==== DOCUMENT EXCERPT
“I wasn’t going to die until the fucking band made it,” Iggy Pop says when I ask about his recent reunion with the Stooges. In October, the Stooges completed a four-month tour of North America and Europe, enlivening packed venues with their volatile blend of Ron Asheton’s stabbing guitar riffs, Scott Asheton’s explosive drumming, and Pop’s bewildering on-stage repartee and dynamic vocal range. On his cell phone, the rock ‘n’ roll iconoclast sounds jubilant when he speaks of the Stooges’ long-awaited surge in popularity and an upcoming acting role as he bypasses Miami in his Maserati en route to meet the filmmakers. “I’m playing a used-car dealer,” he chuckles. “And I’m really excited. I’ve always wanted to do this.”
He spots a cop up ahead, apologizes for the disruption, and places the phone in his lap to avoid a traffic ticket. During this brief pause, it occurs to me that I am speaking with the man who transformed rock ‘n’ roll into performance art. Iggy Pop’s stage antics alone—from his horrifying acts of self-mutilation to his notorious dives into the audience—have been copied by generations of rockers ranging from the late Sex Pistols bassist Sid Vicious to Sid Wilson, the turntablist for the popular alternative-metal band Slipknot.
========
==== RECORDS
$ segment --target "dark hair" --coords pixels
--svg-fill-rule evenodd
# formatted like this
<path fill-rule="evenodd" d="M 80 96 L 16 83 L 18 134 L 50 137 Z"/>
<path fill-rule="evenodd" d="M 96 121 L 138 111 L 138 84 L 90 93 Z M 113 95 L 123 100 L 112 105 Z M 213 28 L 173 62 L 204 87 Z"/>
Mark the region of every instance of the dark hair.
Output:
========
**TASKS AND EXERCISES**
- A) In the article on Iggy Pop, what acting role does he say he is playing?
- B) Please carry on the article on Iggy Pop from the point where it stops.
The entries are separate material and have no connection to the article on Iggy Pop.

**RESPONSES BY TASK**
- A) A used-car dealer.

- B)
“I still remain a person who does not feel well whenever called upon to participate in normal activities,” Pop says in his folksy Midwestern drawl. And at 61, he exudes the same energy and intensity that have captivated fans since the late ‘60s. He still performs bare-chested, a fashion tip borrowed from the Egyptian pharaohs, and crawls on all fours while barking the lyrics to “I Wanna Be Your Dog,” the Stooges’ signature tune. But after his sweat-soaked torso rolls across the stage and writhes spasmodically before the audience, he no longer requires medical attention. Nowadays, the Stooges’ performance space is remarkably free of the broken bottles, burning cigarettes, and dangerous projectiles hurled by fans in the early ‘70s, when neither the Stooges nor their audiences knew that their abrasive interaction had given birth to a cultural phenomenon—the punk-rock movement.
In August the Stooges worked a New York crowd into a frenzy at Terminal 5 in Manhattan’s Hell’s Kitchen. For nearly 90 minutes, their famed stacks of Marshall amplifiers spewed ragged melodies, jackhammer drumbeats, and honorary Stooge Mike Watt’s throbbing bass lines as Pop skipped blithely across the stage, bolstering songs like “Skull Ring” with his smoky baritone, then shifting to a rabid snarl on classic numbers like “TV Eye” and “No Fun.” At one point he dove into the sea of adoring fans, disappearing momentarily before bobbing back to the surface to shout the lyrics of “Loose,” buttressed by the enthusiastic chorus of the crowd. Once again, Iggy Pop had obliterated the barrier between the artist and spectator.
“I still remain a person who does not feel well whenever called upon to participate in normal activities.”
“I’m interested in being able to do that while maintaining the formality of the dinner engagement,” he says with a hearty laugh. “There has been a tremendous change in the cybernetics of rock and roll over the past 50 years. If you look back to the mid- to late-’50s, you’ve got maybe Elvis or Eddie Cochran playing on a flat-bed truck in a gas station parking lot with presumably 1,200 doomed teenagers dancing, chewing gum and knifing each other while religious leaders burn records and make racial slurs about the music. Now, you’ve got thousands of people obediently shuffling into these concrete civic centers to sponge up something in places where nothing really happens.”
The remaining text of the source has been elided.